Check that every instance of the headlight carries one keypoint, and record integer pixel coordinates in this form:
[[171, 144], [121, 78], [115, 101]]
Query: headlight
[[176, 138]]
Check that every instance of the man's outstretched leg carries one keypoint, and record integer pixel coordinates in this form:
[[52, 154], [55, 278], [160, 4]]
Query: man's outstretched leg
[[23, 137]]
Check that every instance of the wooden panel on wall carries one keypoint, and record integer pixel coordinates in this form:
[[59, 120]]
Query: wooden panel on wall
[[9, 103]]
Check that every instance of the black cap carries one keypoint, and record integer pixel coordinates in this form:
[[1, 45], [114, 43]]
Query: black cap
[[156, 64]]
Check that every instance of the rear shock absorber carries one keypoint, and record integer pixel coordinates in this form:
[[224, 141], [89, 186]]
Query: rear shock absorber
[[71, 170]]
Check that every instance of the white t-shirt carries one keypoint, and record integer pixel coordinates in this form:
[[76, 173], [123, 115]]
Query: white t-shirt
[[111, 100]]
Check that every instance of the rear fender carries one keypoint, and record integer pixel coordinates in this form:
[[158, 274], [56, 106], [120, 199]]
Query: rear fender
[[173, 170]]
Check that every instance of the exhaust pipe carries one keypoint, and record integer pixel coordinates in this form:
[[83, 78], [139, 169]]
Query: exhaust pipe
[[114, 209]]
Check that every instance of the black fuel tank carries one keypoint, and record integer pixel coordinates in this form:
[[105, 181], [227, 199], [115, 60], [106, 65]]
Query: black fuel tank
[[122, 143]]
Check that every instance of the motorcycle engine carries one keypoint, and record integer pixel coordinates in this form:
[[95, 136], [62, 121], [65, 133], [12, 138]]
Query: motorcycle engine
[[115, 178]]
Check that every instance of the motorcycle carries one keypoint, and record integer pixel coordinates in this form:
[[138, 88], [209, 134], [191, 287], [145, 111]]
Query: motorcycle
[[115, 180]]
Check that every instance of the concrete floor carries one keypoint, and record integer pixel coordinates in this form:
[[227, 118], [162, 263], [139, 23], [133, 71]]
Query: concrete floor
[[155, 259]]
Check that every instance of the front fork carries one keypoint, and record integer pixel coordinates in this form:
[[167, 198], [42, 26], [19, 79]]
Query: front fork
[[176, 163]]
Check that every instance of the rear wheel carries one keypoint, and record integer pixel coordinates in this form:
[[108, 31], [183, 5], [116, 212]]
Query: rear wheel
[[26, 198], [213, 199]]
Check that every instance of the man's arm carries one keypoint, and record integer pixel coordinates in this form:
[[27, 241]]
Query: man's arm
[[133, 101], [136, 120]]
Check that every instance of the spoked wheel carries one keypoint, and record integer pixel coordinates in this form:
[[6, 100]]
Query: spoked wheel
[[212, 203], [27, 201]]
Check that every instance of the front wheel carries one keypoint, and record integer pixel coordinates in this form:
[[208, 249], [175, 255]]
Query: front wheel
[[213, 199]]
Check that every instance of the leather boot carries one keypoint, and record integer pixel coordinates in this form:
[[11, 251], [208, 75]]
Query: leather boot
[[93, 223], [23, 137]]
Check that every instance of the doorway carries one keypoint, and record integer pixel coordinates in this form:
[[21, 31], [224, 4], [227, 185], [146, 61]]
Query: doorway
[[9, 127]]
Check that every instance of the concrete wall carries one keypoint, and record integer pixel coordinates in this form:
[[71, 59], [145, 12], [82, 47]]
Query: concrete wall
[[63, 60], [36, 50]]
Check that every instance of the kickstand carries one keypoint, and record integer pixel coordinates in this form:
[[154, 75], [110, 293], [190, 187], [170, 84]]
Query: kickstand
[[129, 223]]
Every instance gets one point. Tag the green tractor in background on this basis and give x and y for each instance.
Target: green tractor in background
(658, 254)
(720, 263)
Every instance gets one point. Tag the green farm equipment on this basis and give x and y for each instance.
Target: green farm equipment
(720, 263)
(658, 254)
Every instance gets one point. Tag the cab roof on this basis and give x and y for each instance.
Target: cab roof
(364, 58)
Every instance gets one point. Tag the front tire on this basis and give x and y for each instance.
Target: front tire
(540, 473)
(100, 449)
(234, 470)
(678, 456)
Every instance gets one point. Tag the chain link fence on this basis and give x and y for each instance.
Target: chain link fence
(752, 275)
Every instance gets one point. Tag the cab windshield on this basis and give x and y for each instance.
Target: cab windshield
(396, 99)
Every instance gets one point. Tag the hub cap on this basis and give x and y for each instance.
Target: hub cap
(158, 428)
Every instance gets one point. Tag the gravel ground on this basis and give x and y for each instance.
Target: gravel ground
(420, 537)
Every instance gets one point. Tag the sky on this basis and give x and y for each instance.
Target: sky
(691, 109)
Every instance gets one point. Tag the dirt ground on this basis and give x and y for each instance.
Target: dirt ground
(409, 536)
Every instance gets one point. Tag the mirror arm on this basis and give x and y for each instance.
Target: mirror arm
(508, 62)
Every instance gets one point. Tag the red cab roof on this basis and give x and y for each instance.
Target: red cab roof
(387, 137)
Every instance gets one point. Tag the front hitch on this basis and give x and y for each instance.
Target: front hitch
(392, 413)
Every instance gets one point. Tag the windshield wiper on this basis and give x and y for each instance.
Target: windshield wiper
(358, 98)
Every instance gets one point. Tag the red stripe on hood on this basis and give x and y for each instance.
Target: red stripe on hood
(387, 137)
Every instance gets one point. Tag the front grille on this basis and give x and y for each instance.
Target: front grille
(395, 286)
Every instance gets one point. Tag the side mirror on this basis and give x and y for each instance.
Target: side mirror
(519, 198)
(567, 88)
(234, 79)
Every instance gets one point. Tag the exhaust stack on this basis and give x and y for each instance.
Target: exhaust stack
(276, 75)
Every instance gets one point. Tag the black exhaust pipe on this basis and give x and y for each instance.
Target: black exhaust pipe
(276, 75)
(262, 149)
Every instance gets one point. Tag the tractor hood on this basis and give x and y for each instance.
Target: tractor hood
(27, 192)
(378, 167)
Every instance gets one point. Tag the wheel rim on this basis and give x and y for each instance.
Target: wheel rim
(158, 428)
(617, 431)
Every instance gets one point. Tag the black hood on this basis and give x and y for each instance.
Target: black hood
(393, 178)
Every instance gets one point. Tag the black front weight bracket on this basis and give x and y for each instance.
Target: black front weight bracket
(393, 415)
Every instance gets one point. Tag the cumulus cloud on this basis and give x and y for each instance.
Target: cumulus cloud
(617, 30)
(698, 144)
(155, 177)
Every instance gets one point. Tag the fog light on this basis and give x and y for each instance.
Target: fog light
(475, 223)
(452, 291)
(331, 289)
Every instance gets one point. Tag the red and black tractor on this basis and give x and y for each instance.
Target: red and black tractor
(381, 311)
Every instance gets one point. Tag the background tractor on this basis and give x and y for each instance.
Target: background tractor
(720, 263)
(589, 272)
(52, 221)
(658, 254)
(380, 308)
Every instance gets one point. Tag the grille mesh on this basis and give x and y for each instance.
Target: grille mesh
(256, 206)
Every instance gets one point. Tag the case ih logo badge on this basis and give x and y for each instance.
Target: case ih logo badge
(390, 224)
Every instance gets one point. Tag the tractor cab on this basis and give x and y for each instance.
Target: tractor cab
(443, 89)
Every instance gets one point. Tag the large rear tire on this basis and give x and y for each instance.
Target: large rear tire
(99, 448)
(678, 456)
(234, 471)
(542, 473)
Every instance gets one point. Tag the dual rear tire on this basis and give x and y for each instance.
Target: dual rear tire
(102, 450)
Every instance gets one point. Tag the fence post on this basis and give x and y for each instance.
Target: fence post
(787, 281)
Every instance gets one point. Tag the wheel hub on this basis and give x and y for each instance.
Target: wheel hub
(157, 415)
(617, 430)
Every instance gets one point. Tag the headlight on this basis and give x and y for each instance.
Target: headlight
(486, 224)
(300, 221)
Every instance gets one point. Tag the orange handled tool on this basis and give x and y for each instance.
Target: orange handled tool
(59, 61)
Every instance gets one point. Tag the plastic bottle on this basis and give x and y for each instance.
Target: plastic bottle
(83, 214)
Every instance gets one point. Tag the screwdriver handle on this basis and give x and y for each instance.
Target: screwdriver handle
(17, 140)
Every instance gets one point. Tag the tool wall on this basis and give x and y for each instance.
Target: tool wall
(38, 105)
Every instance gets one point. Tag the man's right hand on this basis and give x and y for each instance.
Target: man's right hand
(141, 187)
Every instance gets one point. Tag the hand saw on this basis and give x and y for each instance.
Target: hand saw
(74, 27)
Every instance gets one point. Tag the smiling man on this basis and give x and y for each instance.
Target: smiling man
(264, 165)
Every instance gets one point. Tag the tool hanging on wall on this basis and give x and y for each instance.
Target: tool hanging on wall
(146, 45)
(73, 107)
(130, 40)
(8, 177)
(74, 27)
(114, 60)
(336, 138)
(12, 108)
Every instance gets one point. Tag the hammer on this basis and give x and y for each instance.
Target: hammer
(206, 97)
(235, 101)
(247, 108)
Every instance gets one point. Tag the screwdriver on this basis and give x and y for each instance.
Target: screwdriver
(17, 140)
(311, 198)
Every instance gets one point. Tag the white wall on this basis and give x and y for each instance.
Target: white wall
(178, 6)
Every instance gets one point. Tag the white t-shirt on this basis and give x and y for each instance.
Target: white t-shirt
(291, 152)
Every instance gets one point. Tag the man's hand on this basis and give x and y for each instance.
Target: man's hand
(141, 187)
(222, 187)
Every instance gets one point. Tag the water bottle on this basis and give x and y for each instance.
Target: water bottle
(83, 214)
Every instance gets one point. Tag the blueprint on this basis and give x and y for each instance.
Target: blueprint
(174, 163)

> _About this task_
Word for word, restate the line that contains "Every instance gets one point. Tag the water" and each line after it, up to and including the last line of the listing; include nothing else.

> _Task answer_
Every instance gets one point. Tag the water bottle on this basis and give x and y for each instance.
Target: water bottle
(83, 214)
Every instance gets one point. Tag the blueprint on this basis and give x and y for each instance.
Target: blueprint
(174, 163)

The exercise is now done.